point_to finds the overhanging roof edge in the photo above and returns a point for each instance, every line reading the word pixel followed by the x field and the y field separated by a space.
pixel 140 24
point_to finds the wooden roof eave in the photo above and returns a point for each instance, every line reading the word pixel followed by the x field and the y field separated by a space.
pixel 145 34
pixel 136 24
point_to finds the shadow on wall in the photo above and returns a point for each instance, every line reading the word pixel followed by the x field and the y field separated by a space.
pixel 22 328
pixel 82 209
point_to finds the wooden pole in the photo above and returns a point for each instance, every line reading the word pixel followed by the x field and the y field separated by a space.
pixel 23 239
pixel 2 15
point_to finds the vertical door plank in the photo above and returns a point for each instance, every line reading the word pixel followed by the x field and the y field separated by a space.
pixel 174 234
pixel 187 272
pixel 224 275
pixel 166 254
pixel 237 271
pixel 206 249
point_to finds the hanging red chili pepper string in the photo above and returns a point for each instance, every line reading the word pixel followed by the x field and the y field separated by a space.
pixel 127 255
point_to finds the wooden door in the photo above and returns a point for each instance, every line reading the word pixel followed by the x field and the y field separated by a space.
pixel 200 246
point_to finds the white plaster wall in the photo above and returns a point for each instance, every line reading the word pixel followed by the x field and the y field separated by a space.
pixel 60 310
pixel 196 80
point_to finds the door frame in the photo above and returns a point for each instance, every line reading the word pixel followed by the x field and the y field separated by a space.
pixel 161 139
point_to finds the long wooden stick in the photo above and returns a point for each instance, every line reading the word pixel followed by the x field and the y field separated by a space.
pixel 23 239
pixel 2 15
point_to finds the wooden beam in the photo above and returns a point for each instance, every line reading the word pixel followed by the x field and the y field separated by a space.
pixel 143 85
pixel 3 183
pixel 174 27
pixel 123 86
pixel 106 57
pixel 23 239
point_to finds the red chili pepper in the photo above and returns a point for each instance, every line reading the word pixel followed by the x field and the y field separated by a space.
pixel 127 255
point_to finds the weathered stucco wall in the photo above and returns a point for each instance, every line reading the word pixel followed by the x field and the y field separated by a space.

◆ ◆ ◆ ◆

_Task goal:_
The reply should consist of the full listing, copied exactly.

_Solution for this exercise:_
point_to finds the overhanging roof edge in the photo above and returns a point for each instance, every line reading the word pixel followed by the x field and the y field separated by a space.
pixel 140 24
point_to finds the wooden roof eave in the photo above and returns a point for each instance, every line reading the word pixel followed by the x field and the y field separated by a space.
pixel 145 34
pixel 136 24
point_to finds the shadow on wall in the photo above and returns a point for each instance, every line reading the word pixel followed by the x field and the y field separated by a space.
pixel 22 328
pixel 82 209
point_to finds the wooden pole in the photo above and returns a point for each instance, every line reading the word pixel followed by the x field and the y field separated by a space.
pixel 23 239
pixel 2 15
point_to finds the vertical door plank in the photo above and returns a point for each instance, every line reading the word pixel followed by the x field and the y field separated by a space.
pixel 174 234
pixel 187 272
pixel 224 275
pixel 166 254
pixel 237 271
pixel 206 249
point_to finds the hanging red chili pepper string in the photo above and returns a point for each instance, every line reading the word pixel followed by the x field and the y field separated by a space.
pixel 127 255
point_to finds the wooden door in the photo above and returns a point for each instance, every line reading the word pixel followed by the x field and the y field separated by a space.
pixel 200 246
point_to finds the white plaster wall in the photo above and returns a point for each instance, every line reading the word pixel followed by the x field and the y field separated by a space.
pixel 60 310
pixel 196 80
point_to finds the door frame in the photo above and returns a point for each instance, every line reading the word pixel followed by the x field and the y field separated by a space.
pixel 161 139
point_to finds the long wooden stick in the photo above and returns a point for each instance, every line reading the word pixel followed by the x field and the y field separated by a space.
pixel 23 239
pixel 2 15
point_to finds the wooden beam in the photo above and returns a point for each instance, every line reading the word pixel followed by the x field and the y field separated by a space.
pixel 143 85
pixel 3 183
pixel 174 27
pixel 123 86
pixel 106 57
pixel 23 239
point_to finds the red chili pepper in the photo above and returns a point for each instance, every line reading the word pixel followed by the x field and the y field separated by a space.
pixel 127 255
point_to finds the weathered stucco wall in the photo above and returns a point for each instance, every line reading the word pixel followed by the x field and the y field separated by a space.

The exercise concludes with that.